## OBIETTIVO
Trascrivi di nuovo la parte del testo sul concerto dei Graveyard che comincia con "Nothing lasts forever" e prosegue fino a "svaniti del tutto.", sostituendo "pezzi" con "brani".

## BRANO DI TESTO
━━━━━━━━━━━━━━━━━━━━
Nothing lasts forever As I'm going to send you back Black winds flow through the dead And I know they do not care.
Prima dell'encore c'è ancora tempo per un blocco di pezzi che include la breve ma intensa Goliath o la più riflessiva storia sulla fine di un amore narrata in Uncomfortably Numb, giusto per sottolineare la varietà d'atmosfere che possono susseguirsi durante un live dei Graveyard. L'encore non si fa poi attendere, con gli ultimi pezzi collegati frettolosamente ma comunque portati a compimento in un intenso crescendo che raggiunge il climax proprio al termine della conclusiva The Siren. Dopo i saluti e i ringraziamenti di rito, rapidi ed essenziali come tutte le interazioni con il pubblico durante la serata, i Graveyard abbandonano il palco, lasciando i presenti soddisfatti. Gli anni Settanta non sono decisamente ancora svaniti del tutto.
━━━━━━━━━━━━━━━━━━━━
## VOCI ELENCATE
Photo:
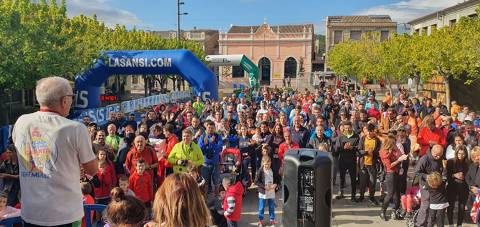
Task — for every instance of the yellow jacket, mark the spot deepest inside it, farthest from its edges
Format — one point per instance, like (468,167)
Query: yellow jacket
(182,151)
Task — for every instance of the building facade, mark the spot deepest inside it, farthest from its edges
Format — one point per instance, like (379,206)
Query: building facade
(435,88)
(280,51)
(206,37)
(343,28)
(446,17)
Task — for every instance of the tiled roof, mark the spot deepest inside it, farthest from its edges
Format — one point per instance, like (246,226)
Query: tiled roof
(454,8)
(281,28)
(383,19)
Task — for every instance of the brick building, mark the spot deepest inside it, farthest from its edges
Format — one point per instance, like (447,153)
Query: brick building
(280,51)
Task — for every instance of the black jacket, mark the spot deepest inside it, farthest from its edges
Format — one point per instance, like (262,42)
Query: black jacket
(347,155)
(473,175)
(314,142)
(426,165)
(437,195)
(453,168)
(260,180)
(362,152)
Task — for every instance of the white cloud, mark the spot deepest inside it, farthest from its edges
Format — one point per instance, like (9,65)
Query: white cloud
(407,10)
(106,13)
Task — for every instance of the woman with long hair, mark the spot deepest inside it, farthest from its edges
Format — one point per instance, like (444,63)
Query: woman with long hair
(457,188)
(179,202)
(391,158)
(274,141)
(125,210)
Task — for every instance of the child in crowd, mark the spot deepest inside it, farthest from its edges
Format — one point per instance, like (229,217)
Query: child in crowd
(232,202)
(102,155)
(125,210)
(201,182)
(7,211)
(104,183)
(267,182)
(141,183)
(123,183)
(87,198)
(438,199)
(410,200)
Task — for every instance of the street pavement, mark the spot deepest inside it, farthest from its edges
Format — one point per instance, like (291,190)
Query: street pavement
(345,212)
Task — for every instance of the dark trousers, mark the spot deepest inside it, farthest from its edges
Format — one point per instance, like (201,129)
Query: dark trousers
(457,192)
(368,178)
(402,182)
(231,223)
(345,166)
(391,182)
(436,216)
(422,216)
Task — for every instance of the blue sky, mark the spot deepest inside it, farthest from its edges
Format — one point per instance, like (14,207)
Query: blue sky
(220,14)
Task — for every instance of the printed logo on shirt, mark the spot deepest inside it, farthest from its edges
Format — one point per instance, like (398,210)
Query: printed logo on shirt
(38,156)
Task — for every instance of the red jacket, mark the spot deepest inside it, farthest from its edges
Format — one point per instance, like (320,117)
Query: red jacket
(232,203)
(133,155)
(373,112)
(425,135)
(141,185)
(106,181)
(283,148)
(388,158)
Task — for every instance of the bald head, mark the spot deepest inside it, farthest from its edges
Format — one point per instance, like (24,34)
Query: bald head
(51,90)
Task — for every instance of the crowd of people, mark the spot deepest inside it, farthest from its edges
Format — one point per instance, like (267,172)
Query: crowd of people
(404,150)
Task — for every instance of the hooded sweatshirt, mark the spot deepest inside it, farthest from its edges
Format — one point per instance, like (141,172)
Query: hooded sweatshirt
(232,203)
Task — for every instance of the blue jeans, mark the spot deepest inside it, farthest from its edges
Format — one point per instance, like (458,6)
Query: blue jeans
(271,208)
(211,174)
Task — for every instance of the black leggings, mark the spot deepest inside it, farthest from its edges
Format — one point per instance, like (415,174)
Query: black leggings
(368,178)
(391,182)
(436,216)
(457,192)
(352,171)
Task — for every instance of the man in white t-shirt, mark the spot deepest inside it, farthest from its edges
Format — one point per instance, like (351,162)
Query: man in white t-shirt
(51,150)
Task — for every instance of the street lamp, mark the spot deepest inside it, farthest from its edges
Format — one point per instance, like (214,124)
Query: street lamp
(178,17)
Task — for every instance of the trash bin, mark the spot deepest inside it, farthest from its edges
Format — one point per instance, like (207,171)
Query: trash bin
(307,188)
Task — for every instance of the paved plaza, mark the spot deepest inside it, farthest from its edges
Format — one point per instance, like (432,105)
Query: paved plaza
(345,213)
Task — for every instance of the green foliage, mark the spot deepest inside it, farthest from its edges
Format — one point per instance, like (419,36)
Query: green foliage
(39,40)
(451,52)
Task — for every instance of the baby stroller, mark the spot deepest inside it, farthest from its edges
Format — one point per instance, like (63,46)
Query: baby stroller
(231,161)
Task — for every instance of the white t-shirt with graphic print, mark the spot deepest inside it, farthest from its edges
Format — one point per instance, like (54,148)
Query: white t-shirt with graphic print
(50,151)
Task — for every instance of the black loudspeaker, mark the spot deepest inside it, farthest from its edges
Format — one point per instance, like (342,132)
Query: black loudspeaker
(307,188)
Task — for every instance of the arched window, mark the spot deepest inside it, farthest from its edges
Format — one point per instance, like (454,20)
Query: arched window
(264,67)
(237,71)
(290,68)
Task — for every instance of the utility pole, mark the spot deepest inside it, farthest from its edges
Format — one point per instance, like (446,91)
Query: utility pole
(179,2)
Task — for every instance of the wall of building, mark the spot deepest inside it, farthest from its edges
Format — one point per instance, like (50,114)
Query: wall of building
(277,47)
(426,24)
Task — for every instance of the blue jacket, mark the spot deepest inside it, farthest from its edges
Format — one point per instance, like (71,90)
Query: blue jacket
(211,150)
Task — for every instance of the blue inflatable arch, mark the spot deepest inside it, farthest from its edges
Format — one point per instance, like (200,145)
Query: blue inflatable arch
(180,62)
━━━━━━━━━━━━━━━━━━━━
## RISPOSTA COMPLETA
Nothing lasts forever As I'm going to send you back Black winds flow through the dead And I know they do not care.
Prima dell'encore c'è ancora tempo per un blocco di brani che include la breve ma intensa Goliath o la più riflessiva storia sulla fine di un amore narrata in Uncomfortably Numb, giusto per sottolineare la varietà d'atmosfere che possono susseguirsi durante un live dei Graveyard. L'encore non si fa poi attendere, con gli ultimi brani collegati frettolosamente ma comunque portati a compimento in un intenso crescendo che raggiunge il climax proprio al termine della conclusiva The Siren. Dopo i saluti e i ringraziamenti di rito, rapidi ed essenziali come tutte le interazioni con il pubblico durante la serata, i Graveyard abbandonano il palco, lasciando i presenti soddisfatti. Gli anni Settanta non sono decisamente ancora svaniti del tutto.